╭─ Stored rows

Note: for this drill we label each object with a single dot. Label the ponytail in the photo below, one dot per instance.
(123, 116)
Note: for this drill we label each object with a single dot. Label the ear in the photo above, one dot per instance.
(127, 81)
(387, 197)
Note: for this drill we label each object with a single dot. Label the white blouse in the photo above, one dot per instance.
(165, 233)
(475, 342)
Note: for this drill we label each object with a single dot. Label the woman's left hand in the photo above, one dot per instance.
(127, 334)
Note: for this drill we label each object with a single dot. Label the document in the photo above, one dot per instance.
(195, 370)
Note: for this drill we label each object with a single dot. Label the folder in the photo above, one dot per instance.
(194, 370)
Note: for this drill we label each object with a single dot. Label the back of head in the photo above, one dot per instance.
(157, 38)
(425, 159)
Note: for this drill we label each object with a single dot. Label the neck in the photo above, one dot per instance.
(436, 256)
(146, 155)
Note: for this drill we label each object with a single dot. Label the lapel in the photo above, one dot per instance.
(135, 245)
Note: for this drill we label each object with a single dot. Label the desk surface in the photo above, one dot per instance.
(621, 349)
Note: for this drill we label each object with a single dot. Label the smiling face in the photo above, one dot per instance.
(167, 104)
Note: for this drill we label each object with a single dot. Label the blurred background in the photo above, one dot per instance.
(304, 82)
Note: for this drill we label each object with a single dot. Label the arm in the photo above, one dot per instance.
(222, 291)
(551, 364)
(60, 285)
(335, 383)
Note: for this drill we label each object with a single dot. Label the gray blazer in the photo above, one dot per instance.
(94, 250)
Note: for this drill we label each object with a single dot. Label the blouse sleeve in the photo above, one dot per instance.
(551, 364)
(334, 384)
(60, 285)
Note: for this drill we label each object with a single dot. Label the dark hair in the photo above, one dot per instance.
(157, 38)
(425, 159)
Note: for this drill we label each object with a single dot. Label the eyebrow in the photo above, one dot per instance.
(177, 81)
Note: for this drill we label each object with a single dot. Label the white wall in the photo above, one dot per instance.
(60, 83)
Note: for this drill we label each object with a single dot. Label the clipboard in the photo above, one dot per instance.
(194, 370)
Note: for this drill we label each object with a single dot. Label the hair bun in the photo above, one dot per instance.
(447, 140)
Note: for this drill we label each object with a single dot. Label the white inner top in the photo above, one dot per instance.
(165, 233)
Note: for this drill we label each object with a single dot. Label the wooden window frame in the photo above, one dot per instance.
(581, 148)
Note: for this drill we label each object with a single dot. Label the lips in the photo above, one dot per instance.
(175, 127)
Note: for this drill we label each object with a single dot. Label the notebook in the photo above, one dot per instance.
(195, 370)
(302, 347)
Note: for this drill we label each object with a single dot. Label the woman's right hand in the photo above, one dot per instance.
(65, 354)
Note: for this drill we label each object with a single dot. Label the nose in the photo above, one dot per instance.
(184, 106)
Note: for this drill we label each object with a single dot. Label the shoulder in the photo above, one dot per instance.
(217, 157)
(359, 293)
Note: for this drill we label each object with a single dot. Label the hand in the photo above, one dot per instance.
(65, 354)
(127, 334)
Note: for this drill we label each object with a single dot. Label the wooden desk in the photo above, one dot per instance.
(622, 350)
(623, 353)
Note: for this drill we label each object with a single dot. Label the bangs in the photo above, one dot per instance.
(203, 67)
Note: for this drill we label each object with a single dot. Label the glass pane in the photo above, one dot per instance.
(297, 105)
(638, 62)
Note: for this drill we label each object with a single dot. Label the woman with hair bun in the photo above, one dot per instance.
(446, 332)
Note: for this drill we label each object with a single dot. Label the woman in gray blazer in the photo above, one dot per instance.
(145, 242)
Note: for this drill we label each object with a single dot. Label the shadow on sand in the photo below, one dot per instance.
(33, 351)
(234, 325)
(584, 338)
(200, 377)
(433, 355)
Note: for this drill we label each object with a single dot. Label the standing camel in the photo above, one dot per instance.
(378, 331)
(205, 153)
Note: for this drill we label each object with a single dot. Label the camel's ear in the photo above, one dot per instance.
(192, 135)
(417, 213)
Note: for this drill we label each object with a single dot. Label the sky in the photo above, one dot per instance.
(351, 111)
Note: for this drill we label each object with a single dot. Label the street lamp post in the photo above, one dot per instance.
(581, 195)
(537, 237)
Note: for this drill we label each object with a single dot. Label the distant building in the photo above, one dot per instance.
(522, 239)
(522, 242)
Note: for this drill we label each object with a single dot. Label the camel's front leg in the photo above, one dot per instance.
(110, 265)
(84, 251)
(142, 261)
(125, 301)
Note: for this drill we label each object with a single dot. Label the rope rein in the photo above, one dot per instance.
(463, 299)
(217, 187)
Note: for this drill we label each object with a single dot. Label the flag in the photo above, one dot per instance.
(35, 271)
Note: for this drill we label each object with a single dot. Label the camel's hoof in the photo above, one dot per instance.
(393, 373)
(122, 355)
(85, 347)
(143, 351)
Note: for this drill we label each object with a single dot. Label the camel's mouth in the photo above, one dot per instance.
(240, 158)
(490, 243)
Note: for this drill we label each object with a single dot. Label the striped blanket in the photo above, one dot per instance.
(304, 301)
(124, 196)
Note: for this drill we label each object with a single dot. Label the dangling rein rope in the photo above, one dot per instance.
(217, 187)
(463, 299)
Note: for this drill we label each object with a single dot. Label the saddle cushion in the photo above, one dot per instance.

╰─

Work instructions — Recast all of the material above as a JSON list of strings, one string per line, leaving out any blank lines.

Task response —
[
  "Note: for this drill we label each object with a single dot. Label the ponytail in the photo below, one dot per instance.",
  "(123, 116)",
  "Note: for this drill we label each object with a single dot. Label the ear in the photo above, one dot per instance.",
  "(127, 81)",
  "(387, 197)",
  "Note: for this drill we label each object with a single dot. Label the white blouse in the photo above, one dot per instance.",
  "(165, 233)",
  "(475, 342)",
  "Note: for this drill we label each object with a single dot. Label the woman's left hand in the photo above, one dot per instance.",
  "(127, 334)",
  "Note: for this drill we label each object with a single dot. Label the document in the photo above, one dot per instance.",
  "(195, 370)",
  "Note: for this drill we label each object with a single dot. Label the folder in the photo above, one dot per instance.",
  "(194, 370)",
  "Note: for this drill we label each object with a single dot. Label the back of head in the photo above, one dot per instance.",
  "(157, 38)",
  "(425, 159)",
  "Note: for this drill we label each object with a single dot. Label the neck in the photo above, one dot per instance.",
  "(436, 256)",
  "(146, 155)",
  "Note: for this drill we label each object with a single dot. Label the lapel in the photo above, one dot per instance.",
  "(135, 245)",
  "Note: for this drill we label each object with a single dot. Label the desk surface in the photo above, one dot per instance.",
  "(621, 349)",
  "Note: for this drill we label each object with a single dot. Label the smiling face in the photo above, one dot per instance.",
  "(167, 104)",
  "Note: for this drill we label each object with a single dot. Label the blurred background in the photo above, one dot per instance.",
  "(304, 82)",
  "Note: for this drill we label each object with a single dot. Label the arm in the photo above, one dot per instance.",
  "(222, 291)",
  "(551, 364)",
  "(60, 285)",
  "(335, 383)",
  "Note: for this drill we label each object with a single dot. Label the gray blazer in the photo above, one dot per instance.",
  "(94, 250)",
  "Note: for this drill we label each object with a single dot. Label the blouse sleeve in the photo above, one dot per instance.",
  "(551, 364)",
  "(334, 384)",
  "(60, 285)",
  "Note: for this drill we label each object with a single dot. Label the dark hair in the photo above, one dot per instance.",
  "(157, 38)",
  "(425, 159)",
  "Note: for this drill we label each object with a single dot. Label the eyebrow in the photo above, one dot per instance.",
  "(177, 81)",
  "Note: for this drill we label each object with a single dot. Label the white wall in the photo above, one dot per instance.",
  "(60, 83)",
  "Note: for this drill we label each object with a single dot. Label the clipboard in the photo above, one dot per instance.",
  "(194, 370)",
  "Note: for this drill we label each object with a single dot. Label the hair bun in the photo above, one dot per instance.",
  "(447, 140)",
  "Note: for this drill we label each object with a single dot. Label the white inner top in the photo above, one dot per instance.",
  "(165, 233)",
  "Note: for this drill we label each object with a single dot. Label the wooden window frame in the photo above, one dot per instance.",
  "(581, 148)",
  "Note: for this drill we label each object with a single dot. Label the lips in the photo above, one dot per instance.",
  "(175, 127)",
  "Note: for this drill we label each object with a single dot. Label the notebook in the photo above, one dot per instance.",
  "(195, 370)",
  "(302, 347)",
  "Note: for this drill we label each object with a single dot. Label the woman's right hand in the photo above, one dot per instance.",
  "(65, 354)",
  "Note: for this drill we label each object with a single dot. Label the nose in the photo above, one dot per instance.",
  "(184, 106)",
  "Note: for this drill we label each object with a single dot. Label the shoulder in the photo above, one dot per instance.",
  "(217, 157)",
  "(359, 293)",
  "Note: for this drill we label each object with a single dot. Label the hand in the photo above, one dot per instance.",
  "(65, 354)",
  "(127, 334)",
  "Note: for this drill we label each object with a single dot. Label the wooden desk in the photo above, one dot per instance.",
  "(622, 350)",
  "(623, 353)",
  "Note: for this drill we label each object with a single dot. Label the bangs in the photo above, one dot per instance.",
  "(203, 67)",
  "Note: for this drill we label each object with a single dot. Label the glass pane in the photo above, one dot per instance.",
  "(297, 105)",
  "(638, 62)",
  "Note: for this drill we label each object with a single dot. Label the woman with hair bun in the photo above, one dot per instance.",
  "(446, 332)",
  "Note: for this drill we label each object with a single dot. Label the woman in gray blazer in the photo above, one dot per instance.",
  "(145, 242)",
  "Note: for this drill we label each object with a single dot. Label the shadow on sand in the photo below, one dot per instance.",
  "(33, 351)",
  "(234, 325)",
  "(584, 338)",
  "(200, 377)",
  "(433, 355)",
  "Note: for this drill we label each object with a single dot. Label the standing camel in the photo above, one dot per instance.",
  "(378, 331)",
  "(205, 153)",
  "Note: for this drill we label each object with a single dot. Label the camel's ear in the photo above, one dot per instance.",
  "(192, 135)",
  "(417, 213)",
  "Note: for this drill we label each object with a single dot. Label the sky in the photo above, one dot per instance.",
  "(351, 111)",
  "Note: for this drill we label each object with a single dot. Label the street lamp post in the photo above, one dot per instance.",
  "(581, 195)",
  "(537, 237)",
  "Note: for this drill we label each object with a single dot. Label the distant building in the photo above, one dot per instance.",
  "(522, 239)",
  "(522, 242)",
  "Note: for this drill we label each object with a single dot. Label the camel's front leg in the photo above, one dot per instance.",
  "(110, 265)",
  "(84, 251)",
  "(142, 261)",
  "(125, 301)",
  "Note: for this drill we label each object with a single dot. Label the rope rein in the photo above, one dot per instance.",
  "(463, 299)",
  "(217, 187)",
  "Note: for this drill we label each object with a single dot. Label the flag in the photo above, one dot per instance.",
  "(35, 271)",
  "Note: for this drill we label each object with a single dot. Label the camel's hoof in the photo above, one dot per instance.",
  "(393, 373)",
  "(122, 355)",
  "(85, 347)",
  "(143, 351)",
  "Note: for this drill we label each object with a single dot. Label the camel's mouth in the photo above, one dot per instance.",
  "(240, 158)",
  "(490, 243)",
  "Note: for this drill we label each object with a single dot. Label the striped blanket in the photo above, one dot per instance.",
  "(304, 301)",
  "(124, 196)",
  "Note: for this drill we label each object with a single dot. Label the dangling rein rope in the photo above, one dot per instance.",
  "(217, 187)",
  "(463, 299)",
  "Note: for this drill we label each object with a single dot. Label the saddle cushion in the photo above, one dot per instance."
]